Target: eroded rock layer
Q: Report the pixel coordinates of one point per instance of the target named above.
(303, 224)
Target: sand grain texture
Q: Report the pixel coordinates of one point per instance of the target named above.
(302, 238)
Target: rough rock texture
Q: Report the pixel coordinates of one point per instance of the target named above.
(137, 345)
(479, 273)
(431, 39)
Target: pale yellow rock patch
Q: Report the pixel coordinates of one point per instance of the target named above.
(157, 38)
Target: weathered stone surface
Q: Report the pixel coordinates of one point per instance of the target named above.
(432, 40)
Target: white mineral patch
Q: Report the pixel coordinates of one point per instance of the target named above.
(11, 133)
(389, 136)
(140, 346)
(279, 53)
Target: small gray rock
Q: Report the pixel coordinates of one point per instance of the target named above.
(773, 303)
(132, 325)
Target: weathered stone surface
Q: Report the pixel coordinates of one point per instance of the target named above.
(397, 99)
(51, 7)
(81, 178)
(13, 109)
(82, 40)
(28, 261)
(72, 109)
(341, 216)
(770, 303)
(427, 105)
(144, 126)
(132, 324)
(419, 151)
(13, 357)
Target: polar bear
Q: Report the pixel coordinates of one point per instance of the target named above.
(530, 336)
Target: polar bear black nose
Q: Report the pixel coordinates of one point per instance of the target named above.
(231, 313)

-------

What is required:
Rewrite all the entries above so that each "weathered stone surface" becomes "worn stone surface". Change nothing else.

Correct answer:
Target: eroded rock layer
Q: Report the pixel coordinates of one point per instance of the target named above.
(303, 224)
Target: sand grain texture
Q: Report the pixel coordinates of one point per instance of the target named above.
(302, 238)
Target: rough rock texture
Q: Report the pixel coordinates of one point per instance of the target named above.
(137, 345)
(479, 273)
(431, 39)
Target: pale yellow rock patch
Q: Report the pixel coordinates of one point per instance of the target named above.
(157, 38)
Target: worn stone surface
Q: Report the pixel coordinates of one point per instance of the target named above.
(432, 40)
Target: white mineral patch
Q: Report the pixel coordinates of one point per instance of the target named above.
(11, 133)
(389, 136)
(140, 346)
(279, 53)
Target: small gray rock
Q: Report the pixel coordinates of one point per instance of the target named above.
(773, 303)
(132, 325)
Target: worn stone surface
Q: Report the pixel coordinates of one point per instance of the target named above.
(397, 99)
(51, 7)
(81, 178)
(13, 109)
(82, 40)
(28, 261)
(72, 109)
(341, 216)
(770, 303)
(427, 105)
(144, 126)
(132, 324)
(419, 151)
(13, 357)
Target: polar bear
Q: Report the pixel coordinates of one point per instance of the target named above.
(530, 336)
Target: polar bear black nose
Q: Report the pixel coordinates of one point per instance of the target named above.
(231, 313)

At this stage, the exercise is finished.